» **THE PROBLEM**
Nothing in the data may be altered as it is transcribed.

--- RECORDS FOR PROCESSING ---

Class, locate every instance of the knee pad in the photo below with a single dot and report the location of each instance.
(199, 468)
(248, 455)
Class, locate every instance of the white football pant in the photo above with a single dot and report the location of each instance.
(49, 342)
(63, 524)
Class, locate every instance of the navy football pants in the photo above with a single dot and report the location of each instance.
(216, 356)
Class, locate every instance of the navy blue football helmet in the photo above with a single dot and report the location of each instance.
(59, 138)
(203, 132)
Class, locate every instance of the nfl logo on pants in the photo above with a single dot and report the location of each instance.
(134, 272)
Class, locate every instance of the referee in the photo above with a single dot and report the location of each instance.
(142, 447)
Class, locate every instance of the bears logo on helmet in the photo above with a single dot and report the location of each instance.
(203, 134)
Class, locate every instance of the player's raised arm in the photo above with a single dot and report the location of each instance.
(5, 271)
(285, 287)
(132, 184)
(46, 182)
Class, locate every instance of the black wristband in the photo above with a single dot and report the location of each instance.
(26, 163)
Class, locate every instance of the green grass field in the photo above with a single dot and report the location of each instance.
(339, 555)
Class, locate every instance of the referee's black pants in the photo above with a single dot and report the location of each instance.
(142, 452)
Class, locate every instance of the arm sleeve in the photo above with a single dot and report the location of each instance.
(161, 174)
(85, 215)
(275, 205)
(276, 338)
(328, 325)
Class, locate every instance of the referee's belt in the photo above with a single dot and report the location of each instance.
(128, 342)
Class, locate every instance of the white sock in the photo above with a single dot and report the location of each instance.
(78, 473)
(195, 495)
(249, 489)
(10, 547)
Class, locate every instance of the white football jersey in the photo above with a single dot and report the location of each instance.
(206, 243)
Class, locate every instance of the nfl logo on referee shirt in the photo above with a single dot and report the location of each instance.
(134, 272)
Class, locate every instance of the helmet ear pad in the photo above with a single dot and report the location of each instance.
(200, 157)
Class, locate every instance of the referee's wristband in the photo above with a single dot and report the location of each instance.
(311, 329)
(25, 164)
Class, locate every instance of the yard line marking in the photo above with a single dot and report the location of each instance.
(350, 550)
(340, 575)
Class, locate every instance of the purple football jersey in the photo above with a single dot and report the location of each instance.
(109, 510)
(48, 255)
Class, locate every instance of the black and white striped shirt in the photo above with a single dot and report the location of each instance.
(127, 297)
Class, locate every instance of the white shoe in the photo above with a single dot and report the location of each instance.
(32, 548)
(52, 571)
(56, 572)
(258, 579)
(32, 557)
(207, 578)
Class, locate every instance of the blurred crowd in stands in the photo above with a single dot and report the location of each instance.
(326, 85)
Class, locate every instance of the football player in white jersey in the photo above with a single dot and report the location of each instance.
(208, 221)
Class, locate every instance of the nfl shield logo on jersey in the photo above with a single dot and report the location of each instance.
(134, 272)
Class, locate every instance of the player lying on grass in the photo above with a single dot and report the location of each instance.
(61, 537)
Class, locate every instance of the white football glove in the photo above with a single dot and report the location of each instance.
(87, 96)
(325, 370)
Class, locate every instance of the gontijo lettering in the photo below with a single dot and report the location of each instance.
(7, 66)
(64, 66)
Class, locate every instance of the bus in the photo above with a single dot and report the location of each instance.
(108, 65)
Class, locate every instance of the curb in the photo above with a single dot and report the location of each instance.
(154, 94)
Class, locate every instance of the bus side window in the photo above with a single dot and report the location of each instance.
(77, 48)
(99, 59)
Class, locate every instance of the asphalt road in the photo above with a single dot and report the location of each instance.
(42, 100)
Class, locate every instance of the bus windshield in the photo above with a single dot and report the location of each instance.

---

» **TASK RESPONSE**
Class, locate every instance of the knee pad in the photo below with a single dot and report the location of each instance.
(199, 468)
(248, 455)
Class, locate every instance of the white football pant in the photo above with a single dot and report the location of each instance.
(49, 342)
(63, 524)
Class, locate every instance of the navy football pants in the photo above with a single dot and report the location of each instance.
(216, 356)
Class, locate every instance of the navy blue football helmet in the photo above with a single dot and report the location of each instance.
(59, 138)
(203, 132)
Class, locate every instance of the nfl logo on pants in the photo above with a single dot and report the location of each instance.
(134, 272)
Class, locate every instance of the referee in the photo above with a single dot and report the location of each instance.
(142, 447)
Class, locate every instance of the bears logo on helmet in the photo above with a single dot and report the location of each instance.
(203, 134)
Class, locate every instance of the player's raised arm in the photo above with a single dot and report the location of each instance.
(5, 271)
(285, 287)
(132, 184)
(46, 182)
Class, locate every instance of the black wristband in the photo above with a single dot and report the location of each instance.
(26, 163)
Class, locate every instance of the green grass field in the photo above with a single dot and report the location of each instance.
(339, 555)
Class, locate every instance of the referee's black pants in the photo above with a single dot and report the location of each instance.
(142, 452)
Class, locate every instance of the arm sleeve in the photo above with a single dot and report the location of each instance.
(161, 174)
(85, 215)
(275, 205)
(276, 338)
(328, 325)
Class, locate every instance of the referee's belt in the photo above with a single dot and report the location of each instance.
(128, 342)
Class, locate every instance of the white sock in the photo above with a single dot and report the location of each instance.
(78, 473)
(195, 495)
(249, 489)
(10, 547)
Class, locate every instance of the white football jersey in the photo above with a single dot and report the location of each instance.
(206, 243)
Class, locate every instance of the nfl logo on referee shirt in the photo above with a single dot and report the location of each instance.
(134, 272)
Class, locate every instance of the helmet ear pad in the photo above with a single dot and report the location of each instance.
(200, 157)
Class, locate every instance of the referee's wristband in the photo above with a single dot and report the location of each instance.
(311, 329)
(25, 164)
Class, locate every instance of the yard line marking in the photo above with a single dot and report the location of each instance.
(350, 550)
(340, 575)
Class, locate every instance of the purple football jersey in the photo above with a single dot and report the location of each instance.
(109, 510)
(48, 255)
Class, locate every instance of the black and white striped shirt in the photo above with a single dot and report the location of each instance.
(127, 297)
Class, locate every instance of the white shoe in the photo above with a single dot and report the location of each instance.
(32, 548)
(52, 571)
(56, 572)
(258, 579)
(32, 557)
(207, 578)
Class, locate every instance of the blurred crowd in stands in the photo above with a single dot and report the location of each instance.
(326, 85)
Class, locate every instance of the football player in white jersey in the photo above with a single dot and report the location of each instance.
(208, 221)
Class, locate every instance of the nfl shield logo on jersey in the photo above with a single dot and report the location of each instance.
(134, 272)
Class, locate every instance of the player lying on grass in the photo above with a single dot and report the location of each instance.
(61, 537)
Class, locate every instance of the white football glove in the photo above with a single dot and report the location of each instance.
(87, 96)
(325, 370)
Class, locate every instance of the gontijo lettering in the photo below with a single dot and report the location of each instance.
(7, 66)
(64, 66)
Class, locate every instance of the bus in the photo above with a single dot and report the location of each instance.
(108, 65)
Class, locate every instance of the curb in the photo above with a single dot and report the location of each instance.
(154, 94)
Class, locate every instance of the bus side window in the photo above with a single dot and report the location of each instance.
(77, 48)
(99, 59)
Class, locate every instance of the asphalt road in the photo above with a single dot and report the location of each instance.
(42, 100)
Class, locate every instance of the bus windshield in the photo above with a single dot and report the location of each instance.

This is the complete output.